* _SOURCE MATERIAL_:
————————

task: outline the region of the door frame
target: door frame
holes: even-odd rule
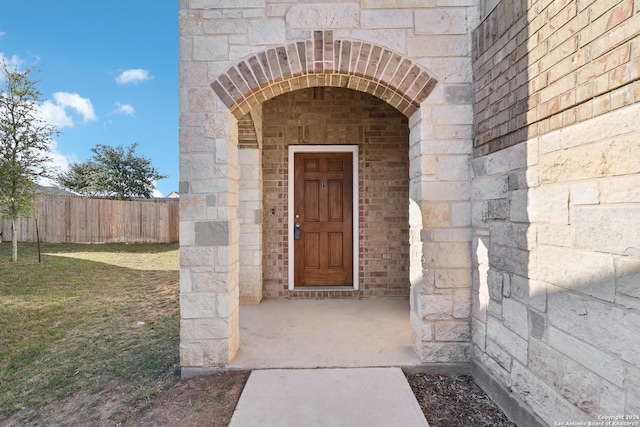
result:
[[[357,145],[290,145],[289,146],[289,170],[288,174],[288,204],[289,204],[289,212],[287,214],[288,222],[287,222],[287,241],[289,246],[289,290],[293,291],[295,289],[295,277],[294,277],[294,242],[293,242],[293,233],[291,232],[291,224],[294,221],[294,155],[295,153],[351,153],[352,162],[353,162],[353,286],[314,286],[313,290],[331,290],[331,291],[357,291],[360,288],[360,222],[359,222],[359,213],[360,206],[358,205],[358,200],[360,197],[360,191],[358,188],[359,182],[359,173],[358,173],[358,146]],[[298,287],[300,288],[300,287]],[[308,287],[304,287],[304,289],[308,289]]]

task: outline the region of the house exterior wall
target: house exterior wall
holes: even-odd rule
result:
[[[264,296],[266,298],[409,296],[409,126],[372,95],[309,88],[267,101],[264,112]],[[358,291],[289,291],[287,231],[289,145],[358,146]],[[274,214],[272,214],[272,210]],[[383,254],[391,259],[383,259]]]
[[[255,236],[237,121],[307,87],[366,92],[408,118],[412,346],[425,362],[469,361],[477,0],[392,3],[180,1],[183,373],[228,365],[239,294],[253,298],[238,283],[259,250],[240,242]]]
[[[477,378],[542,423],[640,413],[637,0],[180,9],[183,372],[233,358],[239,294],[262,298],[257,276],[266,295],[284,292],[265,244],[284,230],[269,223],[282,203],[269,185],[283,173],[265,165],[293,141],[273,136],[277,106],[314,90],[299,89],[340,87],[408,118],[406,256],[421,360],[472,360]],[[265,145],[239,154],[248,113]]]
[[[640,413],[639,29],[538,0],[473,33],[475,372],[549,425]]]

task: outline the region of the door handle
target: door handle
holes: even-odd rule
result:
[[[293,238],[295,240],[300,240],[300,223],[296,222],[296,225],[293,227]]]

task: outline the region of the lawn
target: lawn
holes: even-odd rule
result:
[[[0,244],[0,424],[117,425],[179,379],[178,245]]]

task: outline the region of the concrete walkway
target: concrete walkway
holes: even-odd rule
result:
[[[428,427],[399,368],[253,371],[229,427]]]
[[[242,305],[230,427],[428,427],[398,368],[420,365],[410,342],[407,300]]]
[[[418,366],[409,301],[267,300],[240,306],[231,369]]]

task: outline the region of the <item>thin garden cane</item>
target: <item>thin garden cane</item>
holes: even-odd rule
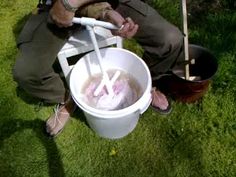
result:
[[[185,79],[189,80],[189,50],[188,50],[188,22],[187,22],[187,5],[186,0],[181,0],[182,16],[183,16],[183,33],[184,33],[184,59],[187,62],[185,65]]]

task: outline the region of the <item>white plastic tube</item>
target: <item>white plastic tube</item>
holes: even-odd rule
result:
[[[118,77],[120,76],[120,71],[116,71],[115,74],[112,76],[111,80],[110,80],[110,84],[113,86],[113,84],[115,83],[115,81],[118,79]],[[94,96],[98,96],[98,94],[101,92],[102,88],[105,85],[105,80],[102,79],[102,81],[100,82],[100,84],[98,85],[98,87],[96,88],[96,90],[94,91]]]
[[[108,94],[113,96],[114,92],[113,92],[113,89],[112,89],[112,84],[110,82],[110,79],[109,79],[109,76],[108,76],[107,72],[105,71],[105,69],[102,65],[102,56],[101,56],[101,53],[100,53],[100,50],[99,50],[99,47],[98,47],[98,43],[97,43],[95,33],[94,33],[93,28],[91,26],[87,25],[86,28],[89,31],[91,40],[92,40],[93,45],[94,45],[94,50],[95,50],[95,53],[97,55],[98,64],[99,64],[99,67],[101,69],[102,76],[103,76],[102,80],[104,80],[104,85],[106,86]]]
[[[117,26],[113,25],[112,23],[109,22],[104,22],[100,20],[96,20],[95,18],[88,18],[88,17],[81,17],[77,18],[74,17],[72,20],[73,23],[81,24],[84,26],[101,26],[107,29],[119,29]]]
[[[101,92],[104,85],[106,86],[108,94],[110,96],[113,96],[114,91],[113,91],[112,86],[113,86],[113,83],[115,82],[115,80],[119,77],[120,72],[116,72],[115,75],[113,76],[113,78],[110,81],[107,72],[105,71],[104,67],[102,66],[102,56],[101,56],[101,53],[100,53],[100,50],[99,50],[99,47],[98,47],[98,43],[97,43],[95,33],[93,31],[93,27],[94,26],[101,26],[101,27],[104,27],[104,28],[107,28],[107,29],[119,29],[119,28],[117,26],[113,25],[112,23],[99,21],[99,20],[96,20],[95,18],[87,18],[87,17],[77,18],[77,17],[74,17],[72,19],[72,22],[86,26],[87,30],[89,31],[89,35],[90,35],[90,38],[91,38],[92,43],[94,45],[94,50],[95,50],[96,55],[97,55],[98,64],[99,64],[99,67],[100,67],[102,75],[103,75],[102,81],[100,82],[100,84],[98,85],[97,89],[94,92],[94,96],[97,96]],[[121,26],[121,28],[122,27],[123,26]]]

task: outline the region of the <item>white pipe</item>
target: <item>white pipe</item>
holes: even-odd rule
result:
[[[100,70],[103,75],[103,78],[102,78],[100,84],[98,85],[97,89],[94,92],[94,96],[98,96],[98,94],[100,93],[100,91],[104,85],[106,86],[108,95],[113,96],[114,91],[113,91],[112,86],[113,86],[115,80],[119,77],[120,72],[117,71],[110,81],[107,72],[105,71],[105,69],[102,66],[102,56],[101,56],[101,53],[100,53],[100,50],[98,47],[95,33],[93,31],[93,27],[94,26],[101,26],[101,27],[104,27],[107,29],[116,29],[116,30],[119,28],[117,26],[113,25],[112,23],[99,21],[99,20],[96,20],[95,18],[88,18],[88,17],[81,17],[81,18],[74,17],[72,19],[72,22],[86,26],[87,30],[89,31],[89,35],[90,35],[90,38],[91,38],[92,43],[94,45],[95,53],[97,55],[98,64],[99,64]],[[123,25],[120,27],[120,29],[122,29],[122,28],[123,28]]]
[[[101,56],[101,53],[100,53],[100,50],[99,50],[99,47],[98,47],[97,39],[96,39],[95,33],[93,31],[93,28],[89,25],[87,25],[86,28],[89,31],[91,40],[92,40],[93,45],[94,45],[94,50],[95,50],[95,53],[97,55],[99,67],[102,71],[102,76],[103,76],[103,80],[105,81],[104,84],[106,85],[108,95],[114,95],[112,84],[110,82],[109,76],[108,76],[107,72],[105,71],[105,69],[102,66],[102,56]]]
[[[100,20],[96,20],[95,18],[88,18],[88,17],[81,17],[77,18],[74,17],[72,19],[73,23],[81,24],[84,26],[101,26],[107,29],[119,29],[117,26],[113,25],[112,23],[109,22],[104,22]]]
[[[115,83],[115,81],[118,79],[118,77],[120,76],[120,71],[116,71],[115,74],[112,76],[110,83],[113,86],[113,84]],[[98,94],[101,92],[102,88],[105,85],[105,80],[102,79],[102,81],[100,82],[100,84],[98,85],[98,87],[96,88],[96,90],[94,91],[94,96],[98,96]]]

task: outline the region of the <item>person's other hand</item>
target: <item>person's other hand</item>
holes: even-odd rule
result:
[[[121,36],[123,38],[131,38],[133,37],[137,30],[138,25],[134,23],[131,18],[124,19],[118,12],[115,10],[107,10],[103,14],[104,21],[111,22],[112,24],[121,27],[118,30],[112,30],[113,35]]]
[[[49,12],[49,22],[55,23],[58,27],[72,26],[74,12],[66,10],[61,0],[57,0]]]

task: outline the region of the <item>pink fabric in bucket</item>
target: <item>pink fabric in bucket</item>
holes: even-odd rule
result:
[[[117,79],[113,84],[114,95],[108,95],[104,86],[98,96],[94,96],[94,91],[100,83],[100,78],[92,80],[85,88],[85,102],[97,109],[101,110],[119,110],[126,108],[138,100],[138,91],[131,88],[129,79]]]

————————

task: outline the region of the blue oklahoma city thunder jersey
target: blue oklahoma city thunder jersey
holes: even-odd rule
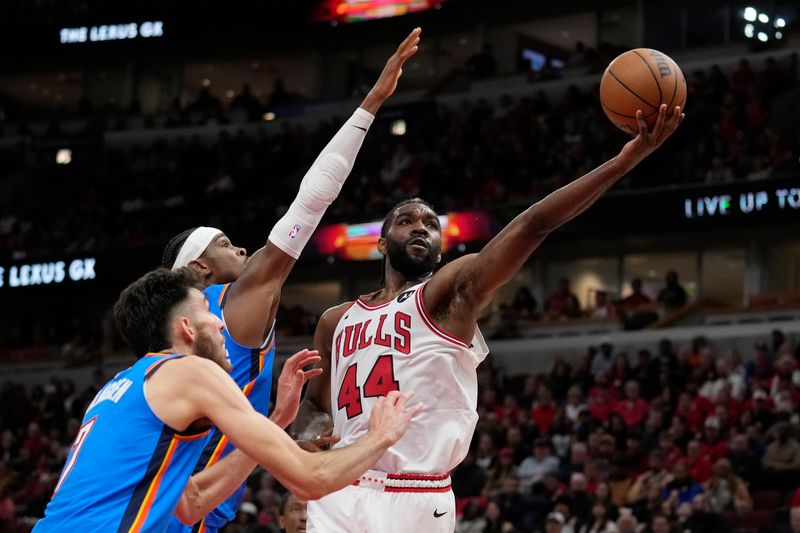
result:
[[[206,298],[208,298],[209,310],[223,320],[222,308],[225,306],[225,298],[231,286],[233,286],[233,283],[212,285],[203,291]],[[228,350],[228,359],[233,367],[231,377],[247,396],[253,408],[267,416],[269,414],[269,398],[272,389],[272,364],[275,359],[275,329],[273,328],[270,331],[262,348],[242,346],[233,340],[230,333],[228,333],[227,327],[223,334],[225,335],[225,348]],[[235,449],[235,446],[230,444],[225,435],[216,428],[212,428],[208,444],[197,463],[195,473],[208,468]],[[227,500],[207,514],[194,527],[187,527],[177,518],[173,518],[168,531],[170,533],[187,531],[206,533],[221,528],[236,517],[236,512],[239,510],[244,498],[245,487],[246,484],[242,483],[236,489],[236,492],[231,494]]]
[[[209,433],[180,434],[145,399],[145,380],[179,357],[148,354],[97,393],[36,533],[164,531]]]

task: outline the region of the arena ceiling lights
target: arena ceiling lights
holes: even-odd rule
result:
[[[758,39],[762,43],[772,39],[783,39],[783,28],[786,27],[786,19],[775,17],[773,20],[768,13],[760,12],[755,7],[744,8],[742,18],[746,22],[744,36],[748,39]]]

————————

Which lines in the records above include the word "arena"? Copy them out.

task: outline the region of the arena ceiling lights
target: arena ceiling lights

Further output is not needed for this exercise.